-- Opening Marker --
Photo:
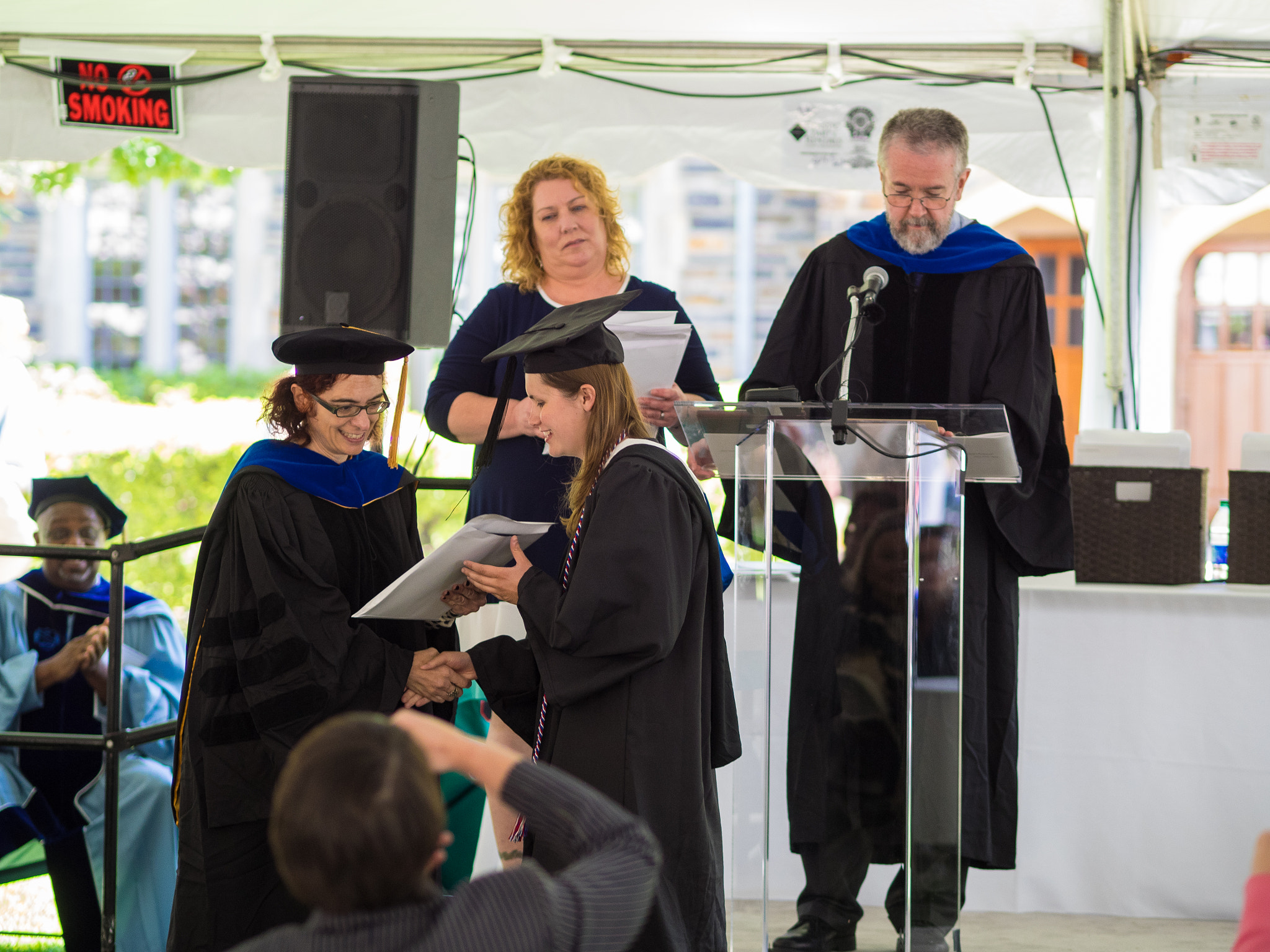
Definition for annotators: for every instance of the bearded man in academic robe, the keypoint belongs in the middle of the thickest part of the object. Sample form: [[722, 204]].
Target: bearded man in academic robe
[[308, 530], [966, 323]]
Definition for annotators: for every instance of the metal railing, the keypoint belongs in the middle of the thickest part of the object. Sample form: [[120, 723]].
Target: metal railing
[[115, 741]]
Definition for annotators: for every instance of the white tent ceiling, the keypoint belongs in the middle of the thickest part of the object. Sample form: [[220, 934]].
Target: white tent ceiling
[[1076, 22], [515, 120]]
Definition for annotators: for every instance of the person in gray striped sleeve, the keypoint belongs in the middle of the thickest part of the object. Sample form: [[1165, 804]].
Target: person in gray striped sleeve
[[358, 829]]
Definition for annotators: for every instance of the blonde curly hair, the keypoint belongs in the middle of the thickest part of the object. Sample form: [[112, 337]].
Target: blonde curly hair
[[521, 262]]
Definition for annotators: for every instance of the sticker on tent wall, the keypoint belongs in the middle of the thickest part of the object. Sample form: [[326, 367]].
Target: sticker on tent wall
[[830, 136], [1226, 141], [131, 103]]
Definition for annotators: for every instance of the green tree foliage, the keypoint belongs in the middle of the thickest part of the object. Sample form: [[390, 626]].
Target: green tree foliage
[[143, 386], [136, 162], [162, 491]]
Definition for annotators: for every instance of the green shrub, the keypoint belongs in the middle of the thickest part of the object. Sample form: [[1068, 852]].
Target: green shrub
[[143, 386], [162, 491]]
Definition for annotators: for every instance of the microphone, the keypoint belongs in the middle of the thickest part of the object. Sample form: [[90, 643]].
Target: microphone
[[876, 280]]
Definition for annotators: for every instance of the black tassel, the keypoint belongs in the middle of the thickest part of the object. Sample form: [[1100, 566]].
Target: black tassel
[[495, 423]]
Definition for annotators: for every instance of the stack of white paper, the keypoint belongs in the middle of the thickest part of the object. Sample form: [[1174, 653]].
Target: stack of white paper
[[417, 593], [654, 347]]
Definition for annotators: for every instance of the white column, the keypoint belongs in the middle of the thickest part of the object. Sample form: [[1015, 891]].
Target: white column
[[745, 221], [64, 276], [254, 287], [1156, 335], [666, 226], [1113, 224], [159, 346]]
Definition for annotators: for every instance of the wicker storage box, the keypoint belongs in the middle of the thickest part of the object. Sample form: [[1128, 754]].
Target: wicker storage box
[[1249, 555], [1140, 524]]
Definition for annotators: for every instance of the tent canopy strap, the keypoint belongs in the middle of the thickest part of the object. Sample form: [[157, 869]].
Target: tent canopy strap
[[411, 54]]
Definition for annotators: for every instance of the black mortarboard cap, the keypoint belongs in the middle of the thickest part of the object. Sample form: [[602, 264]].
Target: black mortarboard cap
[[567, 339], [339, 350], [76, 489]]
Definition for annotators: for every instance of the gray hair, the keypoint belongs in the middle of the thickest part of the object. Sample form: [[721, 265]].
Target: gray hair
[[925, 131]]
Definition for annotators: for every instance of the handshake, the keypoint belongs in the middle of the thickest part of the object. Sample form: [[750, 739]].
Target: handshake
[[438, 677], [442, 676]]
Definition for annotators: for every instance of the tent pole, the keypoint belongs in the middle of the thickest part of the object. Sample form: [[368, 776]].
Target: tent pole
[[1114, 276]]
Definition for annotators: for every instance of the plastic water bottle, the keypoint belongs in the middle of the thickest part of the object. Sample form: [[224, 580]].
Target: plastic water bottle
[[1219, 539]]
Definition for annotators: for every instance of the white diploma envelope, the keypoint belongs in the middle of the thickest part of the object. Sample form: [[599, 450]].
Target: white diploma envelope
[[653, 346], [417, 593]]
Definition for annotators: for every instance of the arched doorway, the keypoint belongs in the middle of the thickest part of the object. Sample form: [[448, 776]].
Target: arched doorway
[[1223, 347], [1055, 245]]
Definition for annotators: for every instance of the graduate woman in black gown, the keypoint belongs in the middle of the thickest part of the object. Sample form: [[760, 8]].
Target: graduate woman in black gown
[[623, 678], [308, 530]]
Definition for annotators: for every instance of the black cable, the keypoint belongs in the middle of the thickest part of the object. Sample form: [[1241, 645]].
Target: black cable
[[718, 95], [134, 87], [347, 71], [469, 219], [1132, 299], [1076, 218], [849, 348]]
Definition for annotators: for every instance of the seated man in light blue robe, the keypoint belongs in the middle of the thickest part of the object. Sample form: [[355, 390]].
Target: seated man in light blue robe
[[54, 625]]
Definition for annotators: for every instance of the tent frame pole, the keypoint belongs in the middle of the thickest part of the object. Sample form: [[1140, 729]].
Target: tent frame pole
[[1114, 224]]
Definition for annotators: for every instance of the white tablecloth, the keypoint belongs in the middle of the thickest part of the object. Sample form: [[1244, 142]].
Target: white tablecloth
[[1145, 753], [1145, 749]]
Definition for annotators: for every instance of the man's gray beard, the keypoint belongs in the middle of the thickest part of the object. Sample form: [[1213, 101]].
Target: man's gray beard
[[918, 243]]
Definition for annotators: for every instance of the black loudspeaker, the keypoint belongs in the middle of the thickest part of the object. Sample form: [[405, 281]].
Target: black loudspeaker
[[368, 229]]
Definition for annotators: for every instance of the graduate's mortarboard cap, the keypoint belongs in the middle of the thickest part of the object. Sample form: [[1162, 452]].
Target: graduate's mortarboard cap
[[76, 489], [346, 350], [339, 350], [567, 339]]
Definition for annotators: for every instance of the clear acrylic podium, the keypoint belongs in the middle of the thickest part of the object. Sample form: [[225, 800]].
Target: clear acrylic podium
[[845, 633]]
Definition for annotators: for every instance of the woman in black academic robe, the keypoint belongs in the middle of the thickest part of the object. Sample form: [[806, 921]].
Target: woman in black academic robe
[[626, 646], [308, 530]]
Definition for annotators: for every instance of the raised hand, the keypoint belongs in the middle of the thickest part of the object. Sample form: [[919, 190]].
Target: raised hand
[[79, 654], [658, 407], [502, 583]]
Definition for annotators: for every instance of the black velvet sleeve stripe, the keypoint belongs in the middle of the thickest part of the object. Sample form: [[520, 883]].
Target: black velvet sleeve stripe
-- Closing Marker --
> _What to produce_
Which lines in the data above hold the string "velvet"? Return each of them.

> _Problem solution_
Definition for annotators: for every instance of the black velvet sleeve stripe, the keypoint belongs in the middle of the thickest part of the object. Sample form: [[520, 883]].
Target: black velvet sleeve stripe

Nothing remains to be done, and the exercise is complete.